*** Opening of STORED DATA ***

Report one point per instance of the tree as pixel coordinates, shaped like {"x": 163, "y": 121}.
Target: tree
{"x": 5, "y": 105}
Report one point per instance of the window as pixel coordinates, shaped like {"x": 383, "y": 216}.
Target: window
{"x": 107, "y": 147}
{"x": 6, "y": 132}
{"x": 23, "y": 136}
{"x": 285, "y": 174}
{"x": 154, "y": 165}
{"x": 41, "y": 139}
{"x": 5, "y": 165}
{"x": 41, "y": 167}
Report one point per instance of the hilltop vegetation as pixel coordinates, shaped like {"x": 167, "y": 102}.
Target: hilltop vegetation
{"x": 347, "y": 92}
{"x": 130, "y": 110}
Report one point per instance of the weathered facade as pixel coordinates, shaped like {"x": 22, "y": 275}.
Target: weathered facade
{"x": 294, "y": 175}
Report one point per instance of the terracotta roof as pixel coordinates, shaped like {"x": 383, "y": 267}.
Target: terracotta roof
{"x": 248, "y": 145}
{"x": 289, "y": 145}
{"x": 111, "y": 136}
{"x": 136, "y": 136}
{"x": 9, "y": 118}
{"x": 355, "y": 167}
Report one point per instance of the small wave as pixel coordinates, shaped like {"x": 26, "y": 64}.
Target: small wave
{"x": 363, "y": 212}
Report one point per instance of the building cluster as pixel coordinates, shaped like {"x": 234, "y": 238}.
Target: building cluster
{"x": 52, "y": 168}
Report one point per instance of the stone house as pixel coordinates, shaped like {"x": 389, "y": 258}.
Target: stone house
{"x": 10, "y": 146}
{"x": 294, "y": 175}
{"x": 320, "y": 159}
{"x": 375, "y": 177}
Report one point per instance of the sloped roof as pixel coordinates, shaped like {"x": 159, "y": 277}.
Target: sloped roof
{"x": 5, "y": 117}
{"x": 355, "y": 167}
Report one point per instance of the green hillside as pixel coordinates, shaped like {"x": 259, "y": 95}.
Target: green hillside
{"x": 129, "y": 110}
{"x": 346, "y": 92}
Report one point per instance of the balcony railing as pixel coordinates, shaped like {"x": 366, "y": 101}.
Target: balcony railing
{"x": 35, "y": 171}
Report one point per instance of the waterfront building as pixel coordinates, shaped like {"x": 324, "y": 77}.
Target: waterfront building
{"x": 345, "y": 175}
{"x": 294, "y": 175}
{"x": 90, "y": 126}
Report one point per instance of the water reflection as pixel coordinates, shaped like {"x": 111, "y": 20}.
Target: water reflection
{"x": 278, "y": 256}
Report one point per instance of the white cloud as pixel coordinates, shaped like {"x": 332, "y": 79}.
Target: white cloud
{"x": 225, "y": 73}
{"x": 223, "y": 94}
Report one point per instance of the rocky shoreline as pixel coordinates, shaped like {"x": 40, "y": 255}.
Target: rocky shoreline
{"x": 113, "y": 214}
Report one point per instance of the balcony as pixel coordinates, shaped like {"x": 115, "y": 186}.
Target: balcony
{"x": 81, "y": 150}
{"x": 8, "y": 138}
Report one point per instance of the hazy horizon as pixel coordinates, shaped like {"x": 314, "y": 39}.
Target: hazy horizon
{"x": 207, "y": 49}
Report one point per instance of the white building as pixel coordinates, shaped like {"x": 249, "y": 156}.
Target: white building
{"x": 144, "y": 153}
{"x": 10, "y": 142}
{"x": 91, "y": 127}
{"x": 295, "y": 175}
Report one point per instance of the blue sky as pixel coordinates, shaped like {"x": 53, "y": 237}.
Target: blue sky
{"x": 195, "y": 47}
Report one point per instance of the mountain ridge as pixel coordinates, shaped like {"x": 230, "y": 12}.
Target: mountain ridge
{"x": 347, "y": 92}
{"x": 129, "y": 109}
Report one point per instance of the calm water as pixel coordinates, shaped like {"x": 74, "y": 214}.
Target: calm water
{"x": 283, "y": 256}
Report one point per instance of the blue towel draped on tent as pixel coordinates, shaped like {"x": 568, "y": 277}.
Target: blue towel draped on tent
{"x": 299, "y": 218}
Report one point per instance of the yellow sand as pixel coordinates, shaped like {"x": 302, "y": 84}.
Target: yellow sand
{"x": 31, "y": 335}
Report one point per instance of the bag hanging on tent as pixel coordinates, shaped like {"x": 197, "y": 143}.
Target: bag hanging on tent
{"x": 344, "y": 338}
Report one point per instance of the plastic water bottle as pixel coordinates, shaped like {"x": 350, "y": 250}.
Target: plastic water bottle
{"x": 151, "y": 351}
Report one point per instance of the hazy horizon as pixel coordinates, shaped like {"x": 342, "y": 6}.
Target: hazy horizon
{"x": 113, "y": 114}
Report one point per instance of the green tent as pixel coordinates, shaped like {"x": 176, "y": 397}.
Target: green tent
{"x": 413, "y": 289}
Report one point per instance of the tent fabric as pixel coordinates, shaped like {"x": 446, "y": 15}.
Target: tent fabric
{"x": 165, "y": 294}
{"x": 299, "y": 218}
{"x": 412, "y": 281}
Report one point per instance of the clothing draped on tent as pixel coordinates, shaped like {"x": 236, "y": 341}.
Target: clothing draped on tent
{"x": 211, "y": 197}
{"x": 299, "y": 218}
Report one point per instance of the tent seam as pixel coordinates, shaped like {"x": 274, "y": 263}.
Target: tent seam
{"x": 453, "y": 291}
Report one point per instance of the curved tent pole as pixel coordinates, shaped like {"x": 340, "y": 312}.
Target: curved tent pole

*** Close of STORED DATA ***

- [THE PROBLEM]: Search the data above and return each line in which "pole" occurs.

- [ANSWER FOR THE TASK]:
Report one point per instance of the curved tent pole as pixel coordinates, shaped like {"x": 340, "y": 312}.
Target: curved tent pole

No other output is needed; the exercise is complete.